# WHAT IS REQUIRED
In the 2015 Nakamoto Lecture announcement below, rewrite the text from "Prof. Mallouk's research" up to and including "semiconductor liquid junction.", replacing "research group" with "laboratory".

# PROVIDED PASSAGE
%%
Prof. Richard B. Silverman
Professor Thomas E. Mallouk

Prof. Kazuo Nakamoto
Professor Kazuo Nakamoto (1922-2011)

2015 Nakamoto Lecture

The Department of Chemistry is pleased to announce that this year's Nakamoto Lecture will be given by Professor Thomas E. Mallouk, the Evan Pugh Professor of Chemistry, Biochemistry and Molecular Biology, and Physics at Penn State University. The lecture, "Light Harvesting and Water Splitting in Dye-Sensitized Solar Cells," will be held on Friday, September 18, 2015.

Prof. Mallouk's research group uses nanoscale assembly techniques to make complex materials with unusual properties or specific functions. Often these properties arise because the system is mesoscopic, meaning that the physical size of the object corresponds to some characteristic physical length, such as the wavelength of light, the coherence length of Cooper pairs in a superconductor, or the width of the depletion layer in a semiconductor liquid junction.
%%
# GIVEN DATA
%%
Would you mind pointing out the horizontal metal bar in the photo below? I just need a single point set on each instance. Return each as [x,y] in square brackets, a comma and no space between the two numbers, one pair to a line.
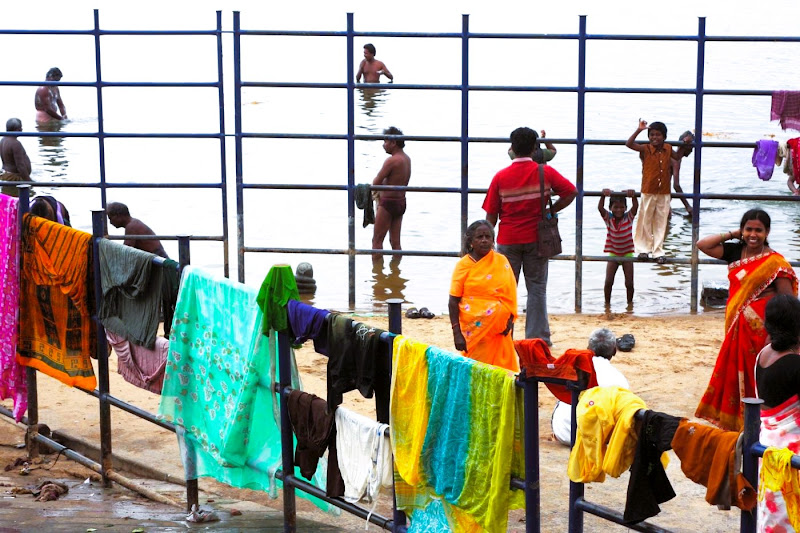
%%
%%
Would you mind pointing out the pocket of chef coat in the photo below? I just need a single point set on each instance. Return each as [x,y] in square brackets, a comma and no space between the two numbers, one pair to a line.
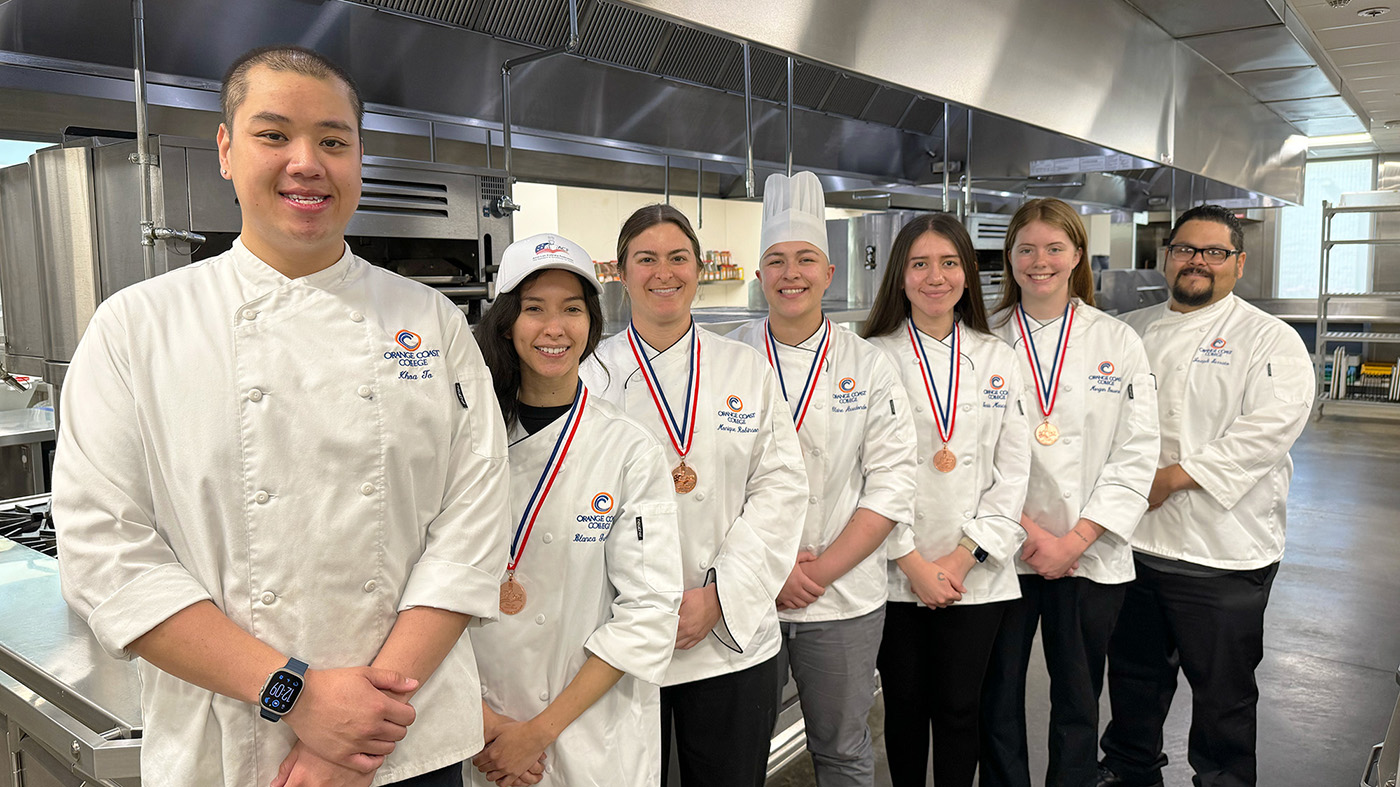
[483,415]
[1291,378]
%%
%%
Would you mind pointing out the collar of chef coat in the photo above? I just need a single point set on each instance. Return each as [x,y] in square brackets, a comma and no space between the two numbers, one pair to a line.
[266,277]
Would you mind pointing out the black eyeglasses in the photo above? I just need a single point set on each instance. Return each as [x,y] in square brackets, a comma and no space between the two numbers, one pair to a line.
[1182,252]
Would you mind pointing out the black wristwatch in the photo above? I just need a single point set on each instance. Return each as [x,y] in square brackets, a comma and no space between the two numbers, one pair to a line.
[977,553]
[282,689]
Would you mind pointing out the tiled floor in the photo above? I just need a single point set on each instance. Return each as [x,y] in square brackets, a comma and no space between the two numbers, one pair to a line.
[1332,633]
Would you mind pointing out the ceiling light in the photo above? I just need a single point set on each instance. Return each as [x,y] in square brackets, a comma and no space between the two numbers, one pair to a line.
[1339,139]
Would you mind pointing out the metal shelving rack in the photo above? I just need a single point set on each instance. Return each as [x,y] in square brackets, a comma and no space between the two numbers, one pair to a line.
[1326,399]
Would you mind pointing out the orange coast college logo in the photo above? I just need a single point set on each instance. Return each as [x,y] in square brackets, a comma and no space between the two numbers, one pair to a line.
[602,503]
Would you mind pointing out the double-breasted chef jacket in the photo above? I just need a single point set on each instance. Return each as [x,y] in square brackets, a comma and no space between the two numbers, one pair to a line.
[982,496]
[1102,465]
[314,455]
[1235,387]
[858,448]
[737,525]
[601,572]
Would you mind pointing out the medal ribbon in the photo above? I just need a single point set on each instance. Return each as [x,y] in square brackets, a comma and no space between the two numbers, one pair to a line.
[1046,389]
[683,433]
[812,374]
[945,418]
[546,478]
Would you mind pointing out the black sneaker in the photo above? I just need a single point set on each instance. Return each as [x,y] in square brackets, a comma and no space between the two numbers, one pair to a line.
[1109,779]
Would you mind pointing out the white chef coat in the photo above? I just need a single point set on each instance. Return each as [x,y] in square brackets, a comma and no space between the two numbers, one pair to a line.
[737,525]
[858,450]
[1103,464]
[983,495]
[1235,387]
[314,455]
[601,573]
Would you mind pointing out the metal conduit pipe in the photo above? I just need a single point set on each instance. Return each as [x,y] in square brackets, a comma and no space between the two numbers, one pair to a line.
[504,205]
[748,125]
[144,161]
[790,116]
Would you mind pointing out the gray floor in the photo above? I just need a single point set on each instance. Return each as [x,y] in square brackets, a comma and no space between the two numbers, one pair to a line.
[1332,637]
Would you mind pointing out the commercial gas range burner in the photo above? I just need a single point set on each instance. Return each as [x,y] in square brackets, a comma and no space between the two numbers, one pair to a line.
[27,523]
%%
# TASK OUTPUT
Prof. Mallouk's laboratory uses nanoscale assembly techniques to make complex materials with unusual properties or specific functions. Often these properties arise because the system is mesoscopic, meaning that the physical size of the object corresponds to some characteristic physical length, such as the wavelength of light, the coherence length of Cooper pairs in a superconductor, or the width of the depletion layer in a semiconductor liquid junction.